Data shown START
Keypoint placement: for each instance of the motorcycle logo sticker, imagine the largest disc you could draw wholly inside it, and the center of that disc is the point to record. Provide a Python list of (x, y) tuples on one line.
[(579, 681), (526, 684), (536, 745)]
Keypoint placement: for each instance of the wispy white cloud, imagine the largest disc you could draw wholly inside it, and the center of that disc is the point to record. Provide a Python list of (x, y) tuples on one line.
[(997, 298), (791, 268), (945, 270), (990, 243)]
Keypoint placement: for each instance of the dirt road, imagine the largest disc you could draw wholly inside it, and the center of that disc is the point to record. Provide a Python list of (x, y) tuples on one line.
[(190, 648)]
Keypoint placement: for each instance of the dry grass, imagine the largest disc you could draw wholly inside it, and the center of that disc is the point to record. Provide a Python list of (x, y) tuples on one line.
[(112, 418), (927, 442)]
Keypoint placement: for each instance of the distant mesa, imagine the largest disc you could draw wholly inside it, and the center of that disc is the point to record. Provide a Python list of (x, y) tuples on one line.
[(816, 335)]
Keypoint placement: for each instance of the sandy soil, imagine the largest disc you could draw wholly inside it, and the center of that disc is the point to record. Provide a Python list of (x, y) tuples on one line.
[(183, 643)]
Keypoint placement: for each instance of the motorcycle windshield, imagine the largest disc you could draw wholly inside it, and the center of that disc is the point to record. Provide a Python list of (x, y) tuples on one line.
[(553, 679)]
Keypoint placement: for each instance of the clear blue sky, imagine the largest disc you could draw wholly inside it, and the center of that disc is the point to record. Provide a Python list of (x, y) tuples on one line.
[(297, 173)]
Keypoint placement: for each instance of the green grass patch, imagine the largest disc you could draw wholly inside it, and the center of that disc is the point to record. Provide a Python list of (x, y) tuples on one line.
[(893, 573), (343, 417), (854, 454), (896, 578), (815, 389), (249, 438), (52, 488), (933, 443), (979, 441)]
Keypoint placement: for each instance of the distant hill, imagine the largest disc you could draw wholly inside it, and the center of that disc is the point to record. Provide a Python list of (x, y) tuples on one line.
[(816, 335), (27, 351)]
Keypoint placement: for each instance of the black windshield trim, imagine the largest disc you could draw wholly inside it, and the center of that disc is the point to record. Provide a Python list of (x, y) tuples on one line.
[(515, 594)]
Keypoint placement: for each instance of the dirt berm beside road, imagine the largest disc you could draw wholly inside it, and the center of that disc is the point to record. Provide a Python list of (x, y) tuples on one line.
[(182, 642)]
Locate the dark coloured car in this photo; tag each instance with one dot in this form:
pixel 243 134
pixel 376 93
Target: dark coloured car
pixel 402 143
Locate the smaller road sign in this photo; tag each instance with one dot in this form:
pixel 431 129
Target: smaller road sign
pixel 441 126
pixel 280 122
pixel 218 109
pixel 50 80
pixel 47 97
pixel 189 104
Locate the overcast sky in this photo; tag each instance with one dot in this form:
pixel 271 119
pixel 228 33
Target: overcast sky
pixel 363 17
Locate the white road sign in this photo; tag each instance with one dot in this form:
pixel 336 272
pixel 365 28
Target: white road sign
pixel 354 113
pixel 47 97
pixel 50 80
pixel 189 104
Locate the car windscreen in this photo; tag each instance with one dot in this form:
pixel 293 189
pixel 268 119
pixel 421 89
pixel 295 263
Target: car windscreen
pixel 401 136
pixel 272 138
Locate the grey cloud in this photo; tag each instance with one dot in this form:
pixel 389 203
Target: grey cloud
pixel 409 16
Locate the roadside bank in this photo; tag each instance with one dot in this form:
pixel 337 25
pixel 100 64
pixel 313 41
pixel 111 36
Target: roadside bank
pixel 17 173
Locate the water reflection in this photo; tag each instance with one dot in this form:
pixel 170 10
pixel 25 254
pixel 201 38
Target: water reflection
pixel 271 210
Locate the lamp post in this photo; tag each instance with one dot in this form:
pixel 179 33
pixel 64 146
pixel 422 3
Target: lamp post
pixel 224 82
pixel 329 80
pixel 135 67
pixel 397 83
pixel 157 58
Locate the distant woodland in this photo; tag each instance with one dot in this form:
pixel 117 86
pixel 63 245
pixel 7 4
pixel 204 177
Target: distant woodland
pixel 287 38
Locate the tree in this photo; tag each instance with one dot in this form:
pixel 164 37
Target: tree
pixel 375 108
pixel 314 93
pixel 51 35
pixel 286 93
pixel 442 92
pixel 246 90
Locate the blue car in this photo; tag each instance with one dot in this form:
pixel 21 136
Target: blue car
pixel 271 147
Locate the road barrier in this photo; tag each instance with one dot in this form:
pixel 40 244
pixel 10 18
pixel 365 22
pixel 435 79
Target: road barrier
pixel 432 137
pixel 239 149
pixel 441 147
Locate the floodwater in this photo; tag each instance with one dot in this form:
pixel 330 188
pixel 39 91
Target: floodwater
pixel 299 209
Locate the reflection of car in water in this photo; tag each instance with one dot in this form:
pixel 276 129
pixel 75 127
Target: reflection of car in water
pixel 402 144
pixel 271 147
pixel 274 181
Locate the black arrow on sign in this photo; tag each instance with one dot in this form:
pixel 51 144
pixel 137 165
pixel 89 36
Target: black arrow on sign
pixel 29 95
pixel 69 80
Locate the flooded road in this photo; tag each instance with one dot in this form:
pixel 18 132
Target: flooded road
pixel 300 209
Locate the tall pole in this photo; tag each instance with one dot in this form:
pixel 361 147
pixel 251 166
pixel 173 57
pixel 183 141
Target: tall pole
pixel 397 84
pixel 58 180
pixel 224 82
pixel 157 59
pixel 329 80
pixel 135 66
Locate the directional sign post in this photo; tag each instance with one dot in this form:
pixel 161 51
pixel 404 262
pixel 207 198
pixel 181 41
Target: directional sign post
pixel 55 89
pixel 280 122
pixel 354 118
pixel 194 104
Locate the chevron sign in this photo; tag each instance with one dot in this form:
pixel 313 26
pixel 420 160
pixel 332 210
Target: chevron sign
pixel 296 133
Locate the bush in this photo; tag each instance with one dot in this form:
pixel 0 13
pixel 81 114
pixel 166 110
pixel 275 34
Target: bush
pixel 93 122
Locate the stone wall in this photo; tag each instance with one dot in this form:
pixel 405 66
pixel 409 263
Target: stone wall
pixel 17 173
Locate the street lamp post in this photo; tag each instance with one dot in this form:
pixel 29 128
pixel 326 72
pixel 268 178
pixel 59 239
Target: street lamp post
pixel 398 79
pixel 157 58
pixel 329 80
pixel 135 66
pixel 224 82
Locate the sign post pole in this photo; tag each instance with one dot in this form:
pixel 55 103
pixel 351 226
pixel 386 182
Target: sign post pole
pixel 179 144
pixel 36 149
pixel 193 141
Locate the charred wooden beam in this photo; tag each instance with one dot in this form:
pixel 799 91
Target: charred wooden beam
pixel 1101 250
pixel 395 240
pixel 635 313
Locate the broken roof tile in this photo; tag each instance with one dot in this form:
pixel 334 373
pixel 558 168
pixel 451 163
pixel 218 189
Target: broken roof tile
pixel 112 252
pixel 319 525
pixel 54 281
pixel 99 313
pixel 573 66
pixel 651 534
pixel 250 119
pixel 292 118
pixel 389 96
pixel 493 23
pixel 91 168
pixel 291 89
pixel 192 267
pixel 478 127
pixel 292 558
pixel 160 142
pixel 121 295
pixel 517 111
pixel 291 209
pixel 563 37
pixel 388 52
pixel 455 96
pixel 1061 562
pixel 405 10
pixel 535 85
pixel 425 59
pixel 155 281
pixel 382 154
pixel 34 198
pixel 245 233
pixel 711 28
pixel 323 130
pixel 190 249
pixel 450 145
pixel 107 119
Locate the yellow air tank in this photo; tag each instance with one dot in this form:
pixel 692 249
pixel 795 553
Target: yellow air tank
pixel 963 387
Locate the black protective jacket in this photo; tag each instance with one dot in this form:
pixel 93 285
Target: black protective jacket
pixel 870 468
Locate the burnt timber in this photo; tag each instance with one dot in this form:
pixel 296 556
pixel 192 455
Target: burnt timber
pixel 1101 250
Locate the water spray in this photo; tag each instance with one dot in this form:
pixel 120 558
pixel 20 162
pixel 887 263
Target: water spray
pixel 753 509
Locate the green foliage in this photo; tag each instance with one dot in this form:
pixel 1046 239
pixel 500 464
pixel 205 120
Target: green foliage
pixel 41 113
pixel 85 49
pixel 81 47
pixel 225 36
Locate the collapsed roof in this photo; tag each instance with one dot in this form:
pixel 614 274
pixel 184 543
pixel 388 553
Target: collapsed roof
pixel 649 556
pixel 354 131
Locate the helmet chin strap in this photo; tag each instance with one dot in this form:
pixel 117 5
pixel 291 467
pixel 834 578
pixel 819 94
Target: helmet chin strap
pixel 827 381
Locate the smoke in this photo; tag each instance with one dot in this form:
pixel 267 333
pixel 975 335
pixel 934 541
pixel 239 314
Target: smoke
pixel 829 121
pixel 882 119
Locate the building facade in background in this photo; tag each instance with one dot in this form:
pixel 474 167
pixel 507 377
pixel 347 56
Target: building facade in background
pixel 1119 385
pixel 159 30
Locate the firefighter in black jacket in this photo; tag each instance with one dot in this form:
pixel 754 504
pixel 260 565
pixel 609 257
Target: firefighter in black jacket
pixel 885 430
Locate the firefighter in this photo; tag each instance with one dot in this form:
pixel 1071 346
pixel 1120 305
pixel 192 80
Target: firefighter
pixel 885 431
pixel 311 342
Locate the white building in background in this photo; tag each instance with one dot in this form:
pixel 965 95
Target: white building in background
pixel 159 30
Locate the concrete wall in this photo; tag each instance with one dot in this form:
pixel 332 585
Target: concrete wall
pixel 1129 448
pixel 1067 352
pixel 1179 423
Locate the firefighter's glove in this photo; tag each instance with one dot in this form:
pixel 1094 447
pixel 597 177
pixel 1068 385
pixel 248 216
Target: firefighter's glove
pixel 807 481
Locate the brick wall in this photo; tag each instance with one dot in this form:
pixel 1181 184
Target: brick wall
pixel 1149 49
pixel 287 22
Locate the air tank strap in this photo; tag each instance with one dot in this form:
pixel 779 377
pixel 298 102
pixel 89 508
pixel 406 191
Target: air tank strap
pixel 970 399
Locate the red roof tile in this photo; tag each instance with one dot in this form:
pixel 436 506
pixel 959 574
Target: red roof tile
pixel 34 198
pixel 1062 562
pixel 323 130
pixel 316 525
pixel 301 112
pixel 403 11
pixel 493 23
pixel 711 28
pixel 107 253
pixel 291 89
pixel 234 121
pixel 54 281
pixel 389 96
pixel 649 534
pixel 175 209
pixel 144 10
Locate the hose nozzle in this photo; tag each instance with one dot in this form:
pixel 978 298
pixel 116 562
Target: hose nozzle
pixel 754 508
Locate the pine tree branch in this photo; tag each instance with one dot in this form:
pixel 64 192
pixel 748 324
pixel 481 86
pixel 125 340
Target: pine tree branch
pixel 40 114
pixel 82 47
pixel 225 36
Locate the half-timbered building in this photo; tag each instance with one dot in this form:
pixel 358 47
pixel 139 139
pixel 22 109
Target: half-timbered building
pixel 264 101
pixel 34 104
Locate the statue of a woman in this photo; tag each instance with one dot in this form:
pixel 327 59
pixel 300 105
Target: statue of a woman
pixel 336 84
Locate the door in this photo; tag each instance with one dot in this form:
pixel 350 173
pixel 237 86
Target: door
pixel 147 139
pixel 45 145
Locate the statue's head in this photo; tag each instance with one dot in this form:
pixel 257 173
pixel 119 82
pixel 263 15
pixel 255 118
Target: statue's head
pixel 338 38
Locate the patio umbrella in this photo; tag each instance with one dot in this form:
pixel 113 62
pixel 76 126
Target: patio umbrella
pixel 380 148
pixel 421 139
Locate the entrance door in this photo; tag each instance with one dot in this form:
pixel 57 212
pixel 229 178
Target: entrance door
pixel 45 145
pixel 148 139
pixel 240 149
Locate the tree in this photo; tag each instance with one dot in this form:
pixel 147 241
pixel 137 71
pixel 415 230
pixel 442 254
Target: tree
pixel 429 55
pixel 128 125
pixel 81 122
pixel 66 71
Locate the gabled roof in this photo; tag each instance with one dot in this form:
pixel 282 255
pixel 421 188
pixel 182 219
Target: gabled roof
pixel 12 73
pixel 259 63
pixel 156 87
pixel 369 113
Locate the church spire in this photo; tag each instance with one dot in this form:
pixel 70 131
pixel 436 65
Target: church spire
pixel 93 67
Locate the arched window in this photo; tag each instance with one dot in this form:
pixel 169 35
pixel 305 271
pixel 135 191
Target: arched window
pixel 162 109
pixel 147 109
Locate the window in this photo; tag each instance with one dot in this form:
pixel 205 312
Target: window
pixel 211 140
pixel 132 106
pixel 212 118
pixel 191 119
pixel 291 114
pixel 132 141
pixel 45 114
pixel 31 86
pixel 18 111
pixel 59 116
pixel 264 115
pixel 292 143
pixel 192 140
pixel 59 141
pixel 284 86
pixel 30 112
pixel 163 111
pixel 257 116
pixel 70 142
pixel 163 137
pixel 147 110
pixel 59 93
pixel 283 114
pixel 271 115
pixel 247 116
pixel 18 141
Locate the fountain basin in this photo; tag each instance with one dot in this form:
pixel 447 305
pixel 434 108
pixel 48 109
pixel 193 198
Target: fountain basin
Data shown END
**Try it:**
In the data above, retype exactly and only the lines between the one holding "pixel 229 178" and the one holding "pixel 436 65", inclusive.

**Answer for the task:**
pixel 229 178
Target: entrance door
pixel 45 145
pixel 148 139
pixel 240 149
Locate the tree in this photo; tag each instance with one dot in this form:
pixel 147 241
pixel 137 71
pixel 415 230
pixel 442 254
Target: tree
pixel 429 55
pixel 128 125
pixel 81 122
pixel 66 71
Locate the gabled roof in this photo; tag each instance with one dot in this form:
pixel 282 255
pixel 421 188
pixel 182 219
Target: gabled roof
pixel 12 73
pixel 259 63
pixel 156 87
pixel 369 113
Locate the church spire in this photo; tag each instance with one dot in this form:
pixel 70 131
pixel 436 65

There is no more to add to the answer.